Given request: Retype the entries below word for word, starting at the line containing "Locate silver cutlery" and ending at the line containing "[68,531,229,1140]", with both of those lines included. Omit the pictures.

Data supplied:
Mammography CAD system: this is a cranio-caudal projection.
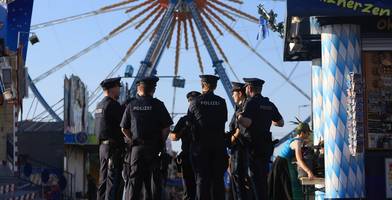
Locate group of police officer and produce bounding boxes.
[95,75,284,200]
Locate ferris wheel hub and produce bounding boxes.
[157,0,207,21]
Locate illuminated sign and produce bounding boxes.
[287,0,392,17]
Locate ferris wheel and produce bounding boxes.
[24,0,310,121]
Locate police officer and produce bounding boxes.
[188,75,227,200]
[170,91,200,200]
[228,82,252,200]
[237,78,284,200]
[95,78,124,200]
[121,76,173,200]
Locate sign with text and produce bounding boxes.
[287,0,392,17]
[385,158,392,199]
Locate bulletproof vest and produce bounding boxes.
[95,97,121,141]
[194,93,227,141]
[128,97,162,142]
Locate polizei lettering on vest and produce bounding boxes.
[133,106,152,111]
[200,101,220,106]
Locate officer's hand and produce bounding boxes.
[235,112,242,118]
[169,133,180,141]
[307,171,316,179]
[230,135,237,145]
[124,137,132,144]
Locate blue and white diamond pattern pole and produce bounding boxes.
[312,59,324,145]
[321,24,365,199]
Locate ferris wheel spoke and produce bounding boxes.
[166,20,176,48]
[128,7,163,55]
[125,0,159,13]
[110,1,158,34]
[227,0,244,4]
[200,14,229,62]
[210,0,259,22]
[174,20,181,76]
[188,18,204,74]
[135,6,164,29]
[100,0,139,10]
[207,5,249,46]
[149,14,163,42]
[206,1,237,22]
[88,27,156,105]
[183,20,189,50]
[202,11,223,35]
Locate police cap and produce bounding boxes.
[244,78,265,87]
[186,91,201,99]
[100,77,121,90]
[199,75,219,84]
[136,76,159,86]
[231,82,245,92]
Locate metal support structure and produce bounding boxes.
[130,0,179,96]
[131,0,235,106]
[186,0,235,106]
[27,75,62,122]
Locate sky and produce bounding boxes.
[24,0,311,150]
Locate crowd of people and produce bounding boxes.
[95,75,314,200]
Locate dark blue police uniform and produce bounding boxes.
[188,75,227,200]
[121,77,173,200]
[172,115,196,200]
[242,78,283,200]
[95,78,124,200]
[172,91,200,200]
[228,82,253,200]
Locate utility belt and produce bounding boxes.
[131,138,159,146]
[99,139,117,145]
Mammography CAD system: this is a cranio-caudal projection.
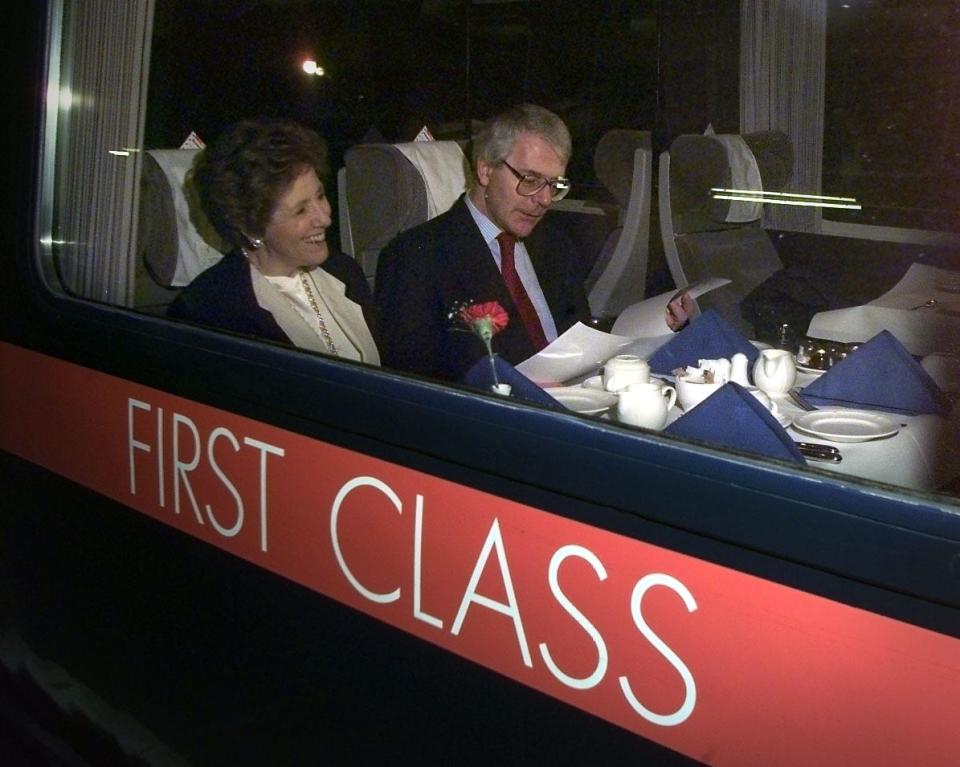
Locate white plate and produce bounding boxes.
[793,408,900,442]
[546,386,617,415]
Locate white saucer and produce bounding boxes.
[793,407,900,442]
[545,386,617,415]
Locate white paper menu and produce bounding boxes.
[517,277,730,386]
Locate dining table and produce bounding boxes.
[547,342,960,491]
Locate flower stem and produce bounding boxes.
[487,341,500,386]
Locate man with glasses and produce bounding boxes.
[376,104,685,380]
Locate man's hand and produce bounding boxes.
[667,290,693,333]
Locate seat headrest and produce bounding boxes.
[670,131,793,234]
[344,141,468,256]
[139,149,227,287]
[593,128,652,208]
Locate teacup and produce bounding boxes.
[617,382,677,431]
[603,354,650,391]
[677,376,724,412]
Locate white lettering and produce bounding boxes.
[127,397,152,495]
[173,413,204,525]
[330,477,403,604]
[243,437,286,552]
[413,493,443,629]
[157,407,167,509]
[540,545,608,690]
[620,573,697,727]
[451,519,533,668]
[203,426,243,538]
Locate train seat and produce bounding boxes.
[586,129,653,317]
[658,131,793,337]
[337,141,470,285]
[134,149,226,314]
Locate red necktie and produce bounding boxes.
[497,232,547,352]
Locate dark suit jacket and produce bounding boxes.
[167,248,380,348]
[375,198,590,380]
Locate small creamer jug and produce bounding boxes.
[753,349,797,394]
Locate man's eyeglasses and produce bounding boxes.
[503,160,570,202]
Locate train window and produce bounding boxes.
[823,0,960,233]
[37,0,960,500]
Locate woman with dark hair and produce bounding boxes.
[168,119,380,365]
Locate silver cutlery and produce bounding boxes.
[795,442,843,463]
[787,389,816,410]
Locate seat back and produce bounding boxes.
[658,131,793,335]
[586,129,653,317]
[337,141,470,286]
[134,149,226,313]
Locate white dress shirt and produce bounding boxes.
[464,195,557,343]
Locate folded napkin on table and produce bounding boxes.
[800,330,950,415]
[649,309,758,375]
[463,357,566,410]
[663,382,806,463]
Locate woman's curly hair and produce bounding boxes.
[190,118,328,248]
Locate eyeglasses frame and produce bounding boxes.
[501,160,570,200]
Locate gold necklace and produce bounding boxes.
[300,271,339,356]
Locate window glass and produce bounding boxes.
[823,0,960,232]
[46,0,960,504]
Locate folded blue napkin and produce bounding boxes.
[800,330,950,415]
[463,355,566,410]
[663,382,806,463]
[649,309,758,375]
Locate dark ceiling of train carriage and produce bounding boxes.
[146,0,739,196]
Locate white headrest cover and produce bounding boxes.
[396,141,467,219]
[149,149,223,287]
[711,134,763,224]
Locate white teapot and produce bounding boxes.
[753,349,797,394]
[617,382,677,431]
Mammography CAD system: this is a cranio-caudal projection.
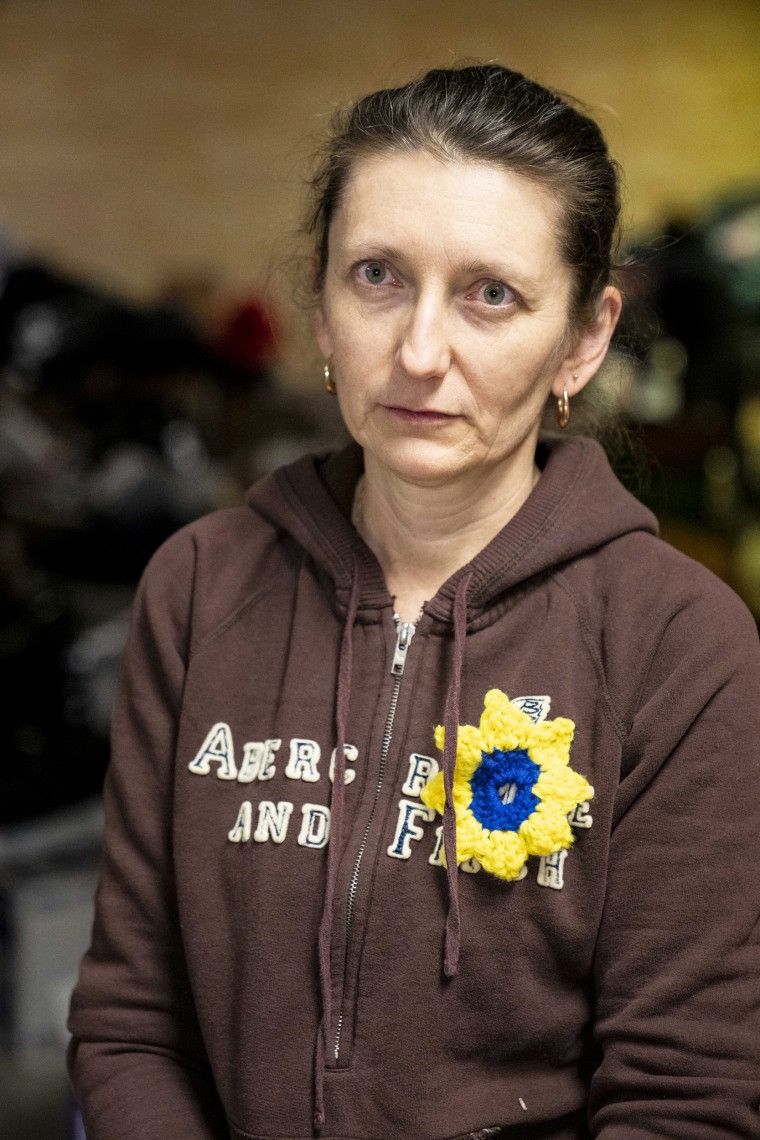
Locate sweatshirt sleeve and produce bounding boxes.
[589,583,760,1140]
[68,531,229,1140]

* * *

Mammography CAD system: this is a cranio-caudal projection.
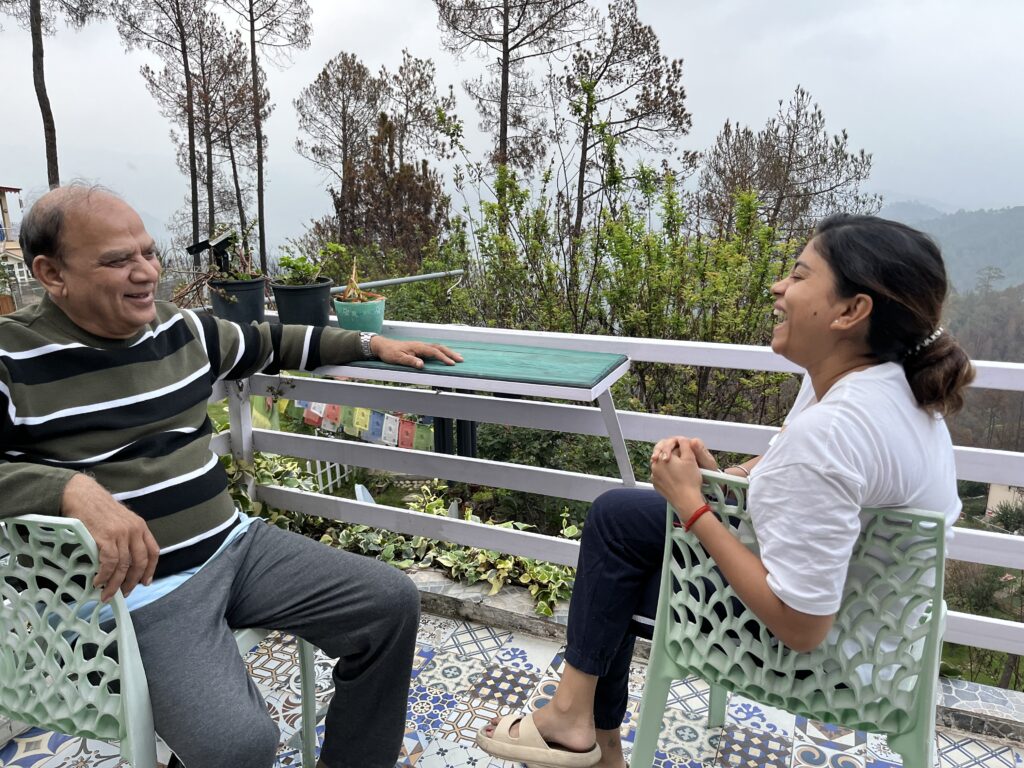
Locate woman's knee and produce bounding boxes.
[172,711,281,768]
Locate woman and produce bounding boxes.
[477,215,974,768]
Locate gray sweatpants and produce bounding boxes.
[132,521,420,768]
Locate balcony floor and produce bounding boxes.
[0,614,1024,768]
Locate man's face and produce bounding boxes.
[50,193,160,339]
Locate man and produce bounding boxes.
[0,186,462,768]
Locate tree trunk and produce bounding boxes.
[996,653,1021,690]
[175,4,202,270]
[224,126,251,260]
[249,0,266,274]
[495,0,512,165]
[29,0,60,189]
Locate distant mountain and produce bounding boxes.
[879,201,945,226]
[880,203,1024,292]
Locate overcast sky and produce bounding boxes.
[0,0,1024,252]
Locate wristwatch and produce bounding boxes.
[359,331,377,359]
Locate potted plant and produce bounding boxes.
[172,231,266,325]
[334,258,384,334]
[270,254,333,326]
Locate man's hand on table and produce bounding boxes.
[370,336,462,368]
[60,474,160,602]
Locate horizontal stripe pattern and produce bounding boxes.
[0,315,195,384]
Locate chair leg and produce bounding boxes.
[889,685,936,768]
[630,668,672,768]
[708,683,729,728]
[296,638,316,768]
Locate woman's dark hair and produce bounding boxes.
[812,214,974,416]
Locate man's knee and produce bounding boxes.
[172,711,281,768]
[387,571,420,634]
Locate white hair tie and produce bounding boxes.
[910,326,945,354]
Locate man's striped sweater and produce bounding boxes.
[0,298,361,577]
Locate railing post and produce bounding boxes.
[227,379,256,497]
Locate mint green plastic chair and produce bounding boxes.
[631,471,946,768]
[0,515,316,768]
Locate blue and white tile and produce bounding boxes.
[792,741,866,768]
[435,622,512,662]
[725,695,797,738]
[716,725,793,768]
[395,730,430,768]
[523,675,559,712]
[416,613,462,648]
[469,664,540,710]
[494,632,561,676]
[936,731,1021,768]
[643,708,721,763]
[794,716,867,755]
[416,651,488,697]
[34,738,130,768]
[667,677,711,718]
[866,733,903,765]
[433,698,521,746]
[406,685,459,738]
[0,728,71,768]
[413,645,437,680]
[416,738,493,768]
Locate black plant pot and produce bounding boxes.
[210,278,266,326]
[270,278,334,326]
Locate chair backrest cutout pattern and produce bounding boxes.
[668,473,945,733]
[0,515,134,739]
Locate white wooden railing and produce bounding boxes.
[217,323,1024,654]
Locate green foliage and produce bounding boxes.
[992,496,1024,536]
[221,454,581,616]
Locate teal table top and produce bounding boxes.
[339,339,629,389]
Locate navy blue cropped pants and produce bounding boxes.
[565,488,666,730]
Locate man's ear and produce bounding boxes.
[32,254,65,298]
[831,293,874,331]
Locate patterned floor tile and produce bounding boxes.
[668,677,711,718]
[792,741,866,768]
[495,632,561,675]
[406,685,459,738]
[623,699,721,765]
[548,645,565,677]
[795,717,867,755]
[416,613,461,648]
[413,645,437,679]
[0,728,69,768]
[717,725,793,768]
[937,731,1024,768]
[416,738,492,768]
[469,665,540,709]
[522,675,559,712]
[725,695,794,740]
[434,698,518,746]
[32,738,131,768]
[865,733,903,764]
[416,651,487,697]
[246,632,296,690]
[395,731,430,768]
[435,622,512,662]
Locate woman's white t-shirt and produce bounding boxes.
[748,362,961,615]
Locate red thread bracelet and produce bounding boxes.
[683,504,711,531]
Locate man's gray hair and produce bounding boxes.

* * *

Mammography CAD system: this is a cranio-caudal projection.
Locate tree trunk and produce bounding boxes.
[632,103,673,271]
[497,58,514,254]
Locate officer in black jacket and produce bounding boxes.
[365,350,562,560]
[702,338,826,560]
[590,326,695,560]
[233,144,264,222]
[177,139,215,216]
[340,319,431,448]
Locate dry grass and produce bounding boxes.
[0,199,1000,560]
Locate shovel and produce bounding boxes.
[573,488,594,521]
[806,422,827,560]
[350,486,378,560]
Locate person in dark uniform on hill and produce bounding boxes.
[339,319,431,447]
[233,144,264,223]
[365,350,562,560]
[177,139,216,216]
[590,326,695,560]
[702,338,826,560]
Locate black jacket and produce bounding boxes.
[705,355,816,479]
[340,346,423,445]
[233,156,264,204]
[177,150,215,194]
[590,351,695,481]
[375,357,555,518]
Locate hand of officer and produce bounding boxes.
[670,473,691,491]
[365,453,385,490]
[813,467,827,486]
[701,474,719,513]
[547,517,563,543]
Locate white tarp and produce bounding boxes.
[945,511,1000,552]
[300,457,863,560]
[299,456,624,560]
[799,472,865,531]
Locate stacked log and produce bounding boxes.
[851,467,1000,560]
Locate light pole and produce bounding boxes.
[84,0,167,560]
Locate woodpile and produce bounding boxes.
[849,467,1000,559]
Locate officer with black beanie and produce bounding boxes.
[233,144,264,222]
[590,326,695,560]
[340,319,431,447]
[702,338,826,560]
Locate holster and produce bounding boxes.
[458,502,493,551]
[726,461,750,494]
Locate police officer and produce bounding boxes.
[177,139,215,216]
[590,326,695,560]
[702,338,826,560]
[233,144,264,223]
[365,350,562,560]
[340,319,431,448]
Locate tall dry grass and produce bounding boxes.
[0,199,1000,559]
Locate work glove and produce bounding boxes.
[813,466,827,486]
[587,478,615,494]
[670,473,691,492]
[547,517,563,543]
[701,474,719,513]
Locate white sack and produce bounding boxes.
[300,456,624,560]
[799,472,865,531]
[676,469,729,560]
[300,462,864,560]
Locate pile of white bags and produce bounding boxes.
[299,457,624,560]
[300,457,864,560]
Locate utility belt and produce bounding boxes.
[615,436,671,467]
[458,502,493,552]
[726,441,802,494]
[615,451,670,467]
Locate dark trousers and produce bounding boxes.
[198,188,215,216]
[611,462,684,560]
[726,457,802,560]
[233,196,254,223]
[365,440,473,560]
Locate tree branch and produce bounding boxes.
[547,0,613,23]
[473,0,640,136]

Output of the exercise:
Locate silver cutlery and produce bounding boxes.
[795,442,843,463]
[787,389,816,410]
Locate seat back and produce bounding boxes.
[658,131,793,335]
[586,129,653,317]
[337,141,470,286]
[134,149,226,313]
Locate white dress shirt and produce bounding boxes.
[464,195,557,343]
Locate folded napkin on table and produce bounding boxes.
[800,330,950,415]
[649,309,758,375]
[463,357,566,410]
[663,382,806,463]
Locate woman's curly hair and produce bounding boxes.
[190,118,328,248]
Locate eyeglasses frame and produce bounding boxes.
[501,160,570,200]
Locate gold necklace and produce bounding boxes.
[300,271,339,356]
Locate window glass and produce bounding boxes.
[823,0,960,232]
[46,0,960,504]
Locate folded blue napkin and produce bounding boxes.
[800,330,950,415]
[463,355,566,410]
[663,382,806,463]
[649,309,758,375]
Locate dark ceiling of train carriage and produce bounding boxes.
[146,0,739,196]
Locate white headrest cover and produce bounding boxes.
[396,141,467,219]
[149,149,223,287]
[711,134,763,224]
Locate white teapot and produce bounding boxes.
[753,349,797,394]
[617,382,677,431]
Mammography CAD system: this is a cranio-caudal projection.
Locate sweatshirt sleeve and produce bounding boxes.
[589,583,760,1140]
[68,531,229,1140]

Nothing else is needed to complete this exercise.